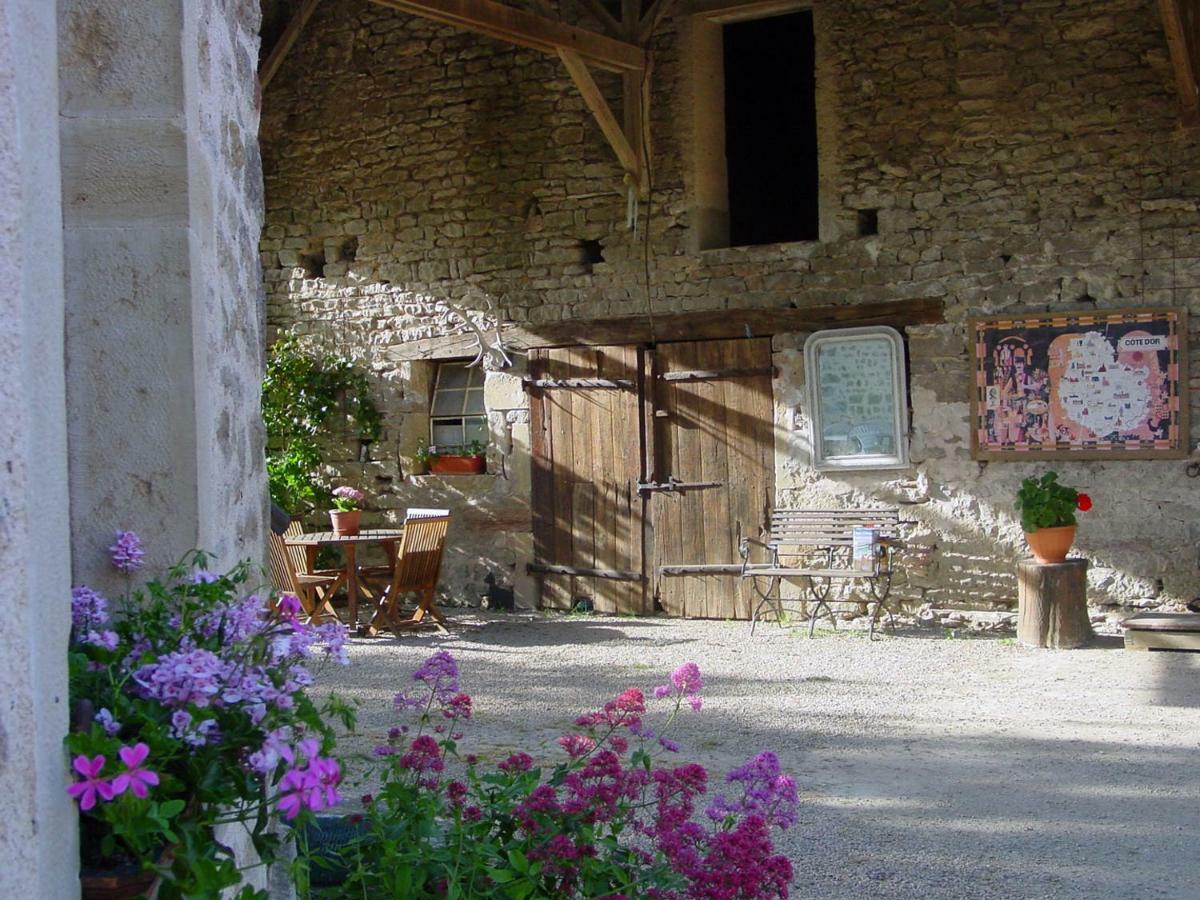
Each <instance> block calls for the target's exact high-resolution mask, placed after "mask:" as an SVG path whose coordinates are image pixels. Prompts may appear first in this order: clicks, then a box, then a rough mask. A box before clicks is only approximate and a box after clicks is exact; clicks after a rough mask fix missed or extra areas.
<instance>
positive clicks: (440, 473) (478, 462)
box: [430, 454, 487, 475]
mask: <svg viewBox="0 0 1200 900" xmlns="http://www.w3.org/2000/svg"><path fill="white" fill-rule="evenodd" d="M486 470H487V458H486V457H484V456H454V455H452V454H443V455H442V456H431V457H430V472H432V473H433V474H434V475H482V474H484V473H485V472H486Z"/></svg>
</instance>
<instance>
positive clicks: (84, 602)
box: [71, 584, 108, 634]
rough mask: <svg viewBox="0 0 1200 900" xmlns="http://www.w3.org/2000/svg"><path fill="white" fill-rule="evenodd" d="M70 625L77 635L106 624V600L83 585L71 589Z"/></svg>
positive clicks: (107, 608) (105, 624)
mask: <svg viewBox="0 0 1200 900" xmlns="http://www.w3.org/2000/svg"><path fill="white" fill-rule="evenodd" d="M71 624H72V625H74V628H76V629H78V631H79V634H83V632H85V631H88V630H89V629H94V628H97V626H100V625H106V624H108V600H107V599H106V598H104V595H103V594H101V593H98V592H96V590H92V589H91V588H89V587H86V586H84V584H80V586H79V587H77V588H71Z"/></svg>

◇ ◇ ◇ ◇ ◇

- _Activity_:
List every line from the entries above in which "rough" appears.

- _Result of this task_:
Each <instance> block calls for the target's exact high-resolution mask, placed after "mask:" as an SVG path whose coordinates are image pixels. Prompts may appear first in this order: clicks, then a box, then a rough mask. A box before clicks is only approximate and a box after clicks is exact; clicks after a rough mask fix missed or extra areas.
rough mask: <svg viewBox="0 0 1200 900" xmlns="http://www.w3.org/2000/svg"><path fill="white" fill-rule="evenodd" d="M70 625L77 635L106 624V600L83 585L71 589Z"/></svg>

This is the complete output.